● **Exercise directions**
The full set of records needs to be retyped exactly.

[Records from a collection]
——————————

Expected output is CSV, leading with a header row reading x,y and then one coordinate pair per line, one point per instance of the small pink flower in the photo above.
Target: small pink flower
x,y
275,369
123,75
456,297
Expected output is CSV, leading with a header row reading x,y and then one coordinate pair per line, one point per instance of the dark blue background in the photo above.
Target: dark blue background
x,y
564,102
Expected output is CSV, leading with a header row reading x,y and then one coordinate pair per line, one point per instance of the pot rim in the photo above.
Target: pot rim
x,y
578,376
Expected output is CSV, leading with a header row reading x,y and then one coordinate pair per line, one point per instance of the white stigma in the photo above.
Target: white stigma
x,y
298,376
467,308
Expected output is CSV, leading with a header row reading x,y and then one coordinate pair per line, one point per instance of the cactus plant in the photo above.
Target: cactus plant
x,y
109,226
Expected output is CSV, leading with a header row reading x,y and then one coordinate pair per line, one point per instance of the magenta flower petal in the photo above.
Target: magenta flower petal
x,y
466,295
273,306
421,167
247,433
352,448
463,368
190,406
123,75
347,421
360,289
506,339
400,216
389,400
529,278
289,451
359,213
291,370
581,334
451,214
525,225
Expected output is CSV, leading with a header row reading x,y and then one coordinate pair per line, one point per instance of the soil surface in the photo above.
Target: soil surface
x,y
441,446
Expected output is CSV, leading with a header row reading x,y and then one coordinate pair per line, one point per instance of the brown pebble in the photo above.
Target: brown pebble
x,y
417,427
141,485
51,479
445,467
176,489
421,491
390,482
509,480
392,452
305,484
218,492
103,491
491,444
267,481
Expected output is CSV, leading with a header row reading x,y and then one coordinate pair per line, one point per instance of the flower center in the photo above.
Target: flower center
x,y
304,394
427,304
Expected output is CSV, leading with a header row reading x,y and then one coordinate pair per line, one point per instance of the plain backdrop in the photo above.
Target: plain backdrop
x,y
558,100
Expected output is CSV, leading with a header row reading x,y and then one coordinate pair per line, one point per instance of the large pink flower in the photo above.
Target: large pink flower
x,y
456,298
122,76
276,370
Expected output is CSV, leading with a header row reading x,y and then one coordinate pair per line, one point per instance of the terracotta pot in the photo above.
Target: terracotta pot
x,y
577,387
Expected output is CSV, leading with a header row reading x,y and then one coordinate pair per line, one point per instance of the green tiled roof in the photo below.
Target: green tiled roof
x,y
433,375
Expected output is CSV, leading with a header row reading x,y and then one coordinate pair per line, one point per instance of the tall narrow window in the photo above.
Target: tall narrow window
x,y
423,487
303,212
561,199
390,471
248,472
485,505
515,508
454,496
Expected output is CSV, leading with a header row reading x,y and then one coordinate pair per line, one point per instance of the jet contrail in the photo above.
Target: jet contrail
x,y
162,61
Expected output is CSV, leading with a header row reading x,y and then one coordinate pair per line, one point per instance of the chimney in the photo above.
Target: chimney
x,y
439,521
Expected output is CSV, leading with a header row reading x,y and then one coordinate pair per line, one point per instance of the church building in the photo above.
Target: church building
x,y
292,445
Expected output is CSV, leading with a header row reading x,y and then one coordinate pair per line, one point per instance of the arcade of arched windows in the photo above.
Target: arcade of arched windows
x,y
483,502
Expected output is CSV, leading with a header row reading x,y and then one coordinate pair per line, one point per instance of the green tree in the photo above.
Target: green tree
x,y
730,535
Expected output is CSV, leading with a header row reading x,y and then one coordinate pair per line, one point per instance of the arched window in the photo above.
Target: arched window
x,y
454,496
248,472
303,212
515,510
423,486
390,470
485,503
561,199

——————————

● **Result**
Expected output is CSV, leading with a header row reading x,y and then one coordinate pair per line, one point per instance of the small pink flower in the photo above.
Target: small pink flower
x,y
275,369
123,75
456,297
Expected output is CSV, leading with a header row reading x,y and then one coordinate pair per line, one point per instance of the dark blue background in the photo above.
Target: dark blue background
x,y
564,102
Expected output is CSV, leading with a header row reading x,y and then one coordinate pair per line, one point per instance of the pot rim in the photo above.
Target: pot rim
x,y
578,376
Expected output is CSV, leading with a header row reading x,y and then one coordinate pair per line, one point per instance of the white stigma in the photo above.
Target: white stigma
x,y
298,376
467,308
Expected output is CSV, leading with a header row reading x,y and then one coordinate pair per line, one point per instance of the cactus plant in the photo above.
Target: cactus plant
x,y
109,226
Expected output is CSV, leading with a header row reading x,y and then one coordinate pair per line, one point per instance of the magenta flower petal in the photo above.
Target: magenta flower petal
x,y
466,295
273,306
421,167
247,433
352,448
463,368
190,406
123,75
347,421
360,289
506,339
400,216
389,400
529,278
289,451
359,213
291,370
581,334
451,214
525,225
Expected output is CSV, leading with a header row reading x,y and then one coordinate pair per line, one point per instance of the soil surface in the photo above.
Target: soil surface
x,y
441,446
Expected output is CSV, leading with a header row reading x,y and then one coordinate pair per line, one point per instance of the brown pebble in the photo above.
Target: brown pebble
x,y
417,427
141,485
51,479
445,467
176,489
421,491
390,482
509,480
392,452
305,484
218,492
103,491
491,444
267,481
Expected output is CSV, leading with a header row reading x,y and then one coordinate pair per line, one point per instance of the flower center in the photo above.
Target: flower center
x,y
304,394
427,304
Expected output is CSV, leading with a header row reading x,y and then one coordinate pair per line, one point per instance of the plain backdrop in the photo above.
Target: plain backdrop
x,y
558,100
Expected output is CSV, leading with a header row reading x,y and then one coordinate pair per line, one point per instance of the large pink flower in the photo above.
Target: large pink flower
x,y
456,298
122,76
276,370
Expected output is CSV, leading with a header row reading x,y and then one coordinate pair per line, one point per instance of the terracotta pot in the photo above.
Target: terracotta pot
x,y
577,387
Expected output is CSV, leading with a header row reading x,y and then one coordinate pair per line, one point per instance of the green tiled roof in the photo below.
Target: green tiled roof
x,y
433,375
Expected output is CSV, leading with a header row reading x,y and then one coordinate pair per line, one point per instance of the tall narrow window in the photo above.
Target: tall narrow window
x,y
423,487
303,212
561,199
390,471
248,472
485,505
515,508
454,496
Expected output is CSV, leading with a header row reading x,y and then one coordinate pair per line, one point per instance of the jet contrail in the photo above.
Target: jet contrail
x,y
162,61
Expected output is CSV, leading with a header row reading x,y and then one coordinate pair per line, one point per instance of the chimney in the photo above.
Target: chimney
x,y
439,521
Expected output is CSV, leading with a header row reading x,y and then one coordinate pair per line, one point per instance of the church building in the photo above.
Target: church building
x,y
292,445
Expected output is CSV, leading with a header row reading x,y and then one coordinate pair per line, one point per instance of the arcade of arched windows in the photo above.
Target: arcade of arched windows
x,y
483,502
Expected output is CSV, leading with a header row reading x,y and then one coordinate pair per line, one point per instance of the green tree in the photo above.
Target: green tree
x,y
730,535
Expected output is CSV, leading with a header row reading x,y and then one coordinate pair per line, one point per instance of the arched window in the photo above.
Target: arched window
x,y
454,496
248,472
303,212
515,510
423,486
390,470
485,503
561,199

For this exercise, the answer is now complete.